**TAREAS A REALIZAR**.
[1] Resume en forma de lista el párrafo del texto sobre las vacaciones que empieza con "Otro aspecto que podemos tomar en cuenta", sin perder sus datos principales.
[2] Prolonga el texto sobre las vacaciones a partir de su última oración.

**TEXTO DEL DOCUMENTO**.
Vacaciones es un término que evoca descanso. Y en sentido estricto, significa dejar de hacer aquello que ordinariamente hacemos bajo un régimen estricto de procesos y horarios. Por tanto, vacaciones es descansar, sí, de la rutina. Hacer a un lado lo que el día a día nos exige por voluntad propia o por razones de un contrato laboral.
Así las cosas, las vacaciones también son la oportunidad de descansar de la rutina, pero no de la oportunidad de hacer otras cosas necesarias o importantes en la vida de uno o de la familia. Hacer a un lado las exigencias operativas de los otros días, para dedicarnos a otras tareas también gratificantes en sus resultados. Y en este punto debemos considerar la ayuda en el hogar, porque todavía abundan casos en que las amas de casa jamás salen de vacaciones, y menos gozan de una “prima económica” especial que concede la ley, sino, al contrario, cuando el esposo no acude a su centro de trabajo, se duplica la actividad de ellas con una tremenda carga de estrés que se deriva de la mirada vigilante de ellos. Inclusive, aun en su edad adulta muchas de esas mujeres abnegadas no paran en su talacha extenuante porque jamás tendrán una jubilación, término que se deriva de júbilo, por el período de descanso que se logra después de años de cotización legal para ello.
Otro aspecto que podemos tomar en cuenta del término vacaciones, que la pandemia del coronavirus apagó hace un año, es la diversión y el paseo fuera de casa. Y si es en una playa, mejor, de acuerdo con la preferencia de las mayorías. O lejos del propio país, como lo hacen los turistas “mochileros” y más los adinerados que no reparan en gastos de traslados y en el disfrute de los mejores espectáculos, así como en las buenas comidas y bebidas.

**DATOS PROPORCIONADOS**.

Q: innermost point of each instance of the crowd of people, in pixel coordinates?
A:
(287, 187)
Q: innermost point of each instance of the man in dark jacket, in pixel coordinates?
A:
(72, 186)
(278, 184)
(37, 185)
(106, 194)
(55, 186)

**RESULTADOS DEL EJERCICIO**.
[1]
- Otro aspecto de las vacaciones es la diversión y el paseo fuera de casa, algo que la pandemia del coronavirus apagó hace un año.
- La mayoría prefiere la playa.
- Otros viajan lejos de su propio país, como los turistas "mochileros".
- Lo hacen todavía más los adinerados, que no reparan en gastos de traslado, espectáculos, comidas y bebidas.

[2]
Pero hay algo valioso que podemos aprovechar en este espacio de tiempo al que, por ser muy laicos, la sociedad civil nos ha impuesto a llamarle “vacaciones de primavera”, olvidándonos que también se llama “vacaciones de Semana Santa”, lo cual no gusta a los jacobinos difundir, pues ese nombre les produce urticaria por su claro sentido religioso. Y, sin darse cuenta, es el sentido religioso el que volvió tradición suspender las actividades no esenciales en la vida ordinaria de los mexicanos, para hacer una clara conexión con la trascendencia de los acontecimientos que conmemoramos los que fuimos formados a la luz de la fe cristiana. Son los llamados “días santos” los que forman la coyuntura de estas vacaciones, por lo cual es válido sustentar que dejamos a un lado lo que hacemos en las oficinas, salones de clases, despachos y empresas para, saliendo de la rutina, conmemorar los pasajes histórico-religiosos de la pasión, crucifixión y resurrección de Cristo, al cumplir su misión humana de entregar su vida para salvación del género humano.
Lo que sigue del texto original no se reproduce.